_Rumusan Soal_.
Tukar "stage" dengan "step" di seluruh materi ini, lalu tulis ulang baris-barisnya tanpa mengubah bagian lain.

──────────────────────────────

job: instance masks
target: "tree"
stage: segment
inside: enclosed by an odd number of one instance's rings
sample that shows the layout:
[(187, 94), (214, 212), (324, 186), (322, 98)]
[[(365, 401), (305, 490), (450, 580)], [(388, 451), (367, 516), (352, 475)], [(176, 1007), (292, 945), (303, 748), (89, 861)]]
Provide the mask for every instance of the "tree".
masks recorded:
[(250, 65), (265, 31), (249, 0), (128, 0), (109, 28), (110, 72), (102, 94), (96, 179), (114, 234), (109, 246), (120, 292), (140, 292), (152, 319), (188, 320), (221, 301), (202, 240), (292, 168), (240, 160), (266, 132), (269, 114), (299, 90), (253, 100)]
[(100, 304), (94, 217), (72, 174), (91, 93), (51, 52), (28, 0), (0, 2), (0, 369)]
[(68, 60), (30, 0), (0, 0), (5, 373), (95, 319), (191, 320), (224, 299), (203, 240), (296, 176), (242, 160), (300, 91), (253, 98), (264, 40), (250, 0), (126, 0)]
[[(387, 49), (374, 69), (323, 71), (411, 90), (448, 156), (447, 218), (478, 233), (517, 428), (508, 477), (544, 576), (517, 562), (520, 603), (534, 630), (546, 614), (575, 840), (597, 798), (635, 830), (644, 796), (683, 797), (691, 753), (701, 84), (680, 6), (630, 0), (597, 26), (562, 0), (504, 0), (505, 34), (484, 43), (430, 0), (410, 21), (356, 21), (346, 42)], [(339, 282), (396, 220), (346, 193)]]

──────────────────────────────

_Jawaban yang Diharapkan_.
job: instance masks
target: "tree"
step: segment
inside: enclosed by an odd number of one instance's rings
sample that shows the layout:
[(187, 94), (214, 212), (324, 186), (322, 98)]
[[(365, 401), (305, 490), (450, 580)], [(388, 451), (367, 516), (352, 475)], [(176, 1007), (292, 945), (303, 748), (89, 861)]]
Provide the mask for every instance of the "tree".
masks recorded:
[(250, 65), (265, 31), (249, 0), (128, 0), (109, 28), (110, 72), (102, 94), (96, 179), (114, 234), (109, 246), (120, 292), (140, 292), (152, 319), (188, 320), (221, 301), (202, 240), (292, 168), (240, 160), (266, 132), (269, 114), (299, 90), (253, 100)]
[(100, 304), (94, 217), (72, 174), (91, 93), (51, 52), (28, 0), (0, 2), (0, 369)]
[(68, 60), (30, 0), (0, 0), (5, 373), (95, 319), (191, 320), (224, 299), (203, 240), (296, 176), (242, 160), (300, 91), (253, 98), (264, 40), (250, 0), (126, 0)]
[[(387, 49), (374, 69), (323, 71), (411, 90), (448, 156), (447, 218), (478, 233), (517, 428), (508, 477), (544, 576), (517, 562), (520, 603), (534, 630), (546, 614), (575, 840), (597, 798), (635, 830), (644, 796), (683, 797), (691, 753), (701, 84), (680, 6), (630, 0), (597, 26), (562, 0), (504, 0), (505, 34), (484, 43), (430, 0), (410, 21), (356, 21), (346, 42)], [(339, 282), (396, 220), (346, 193)]]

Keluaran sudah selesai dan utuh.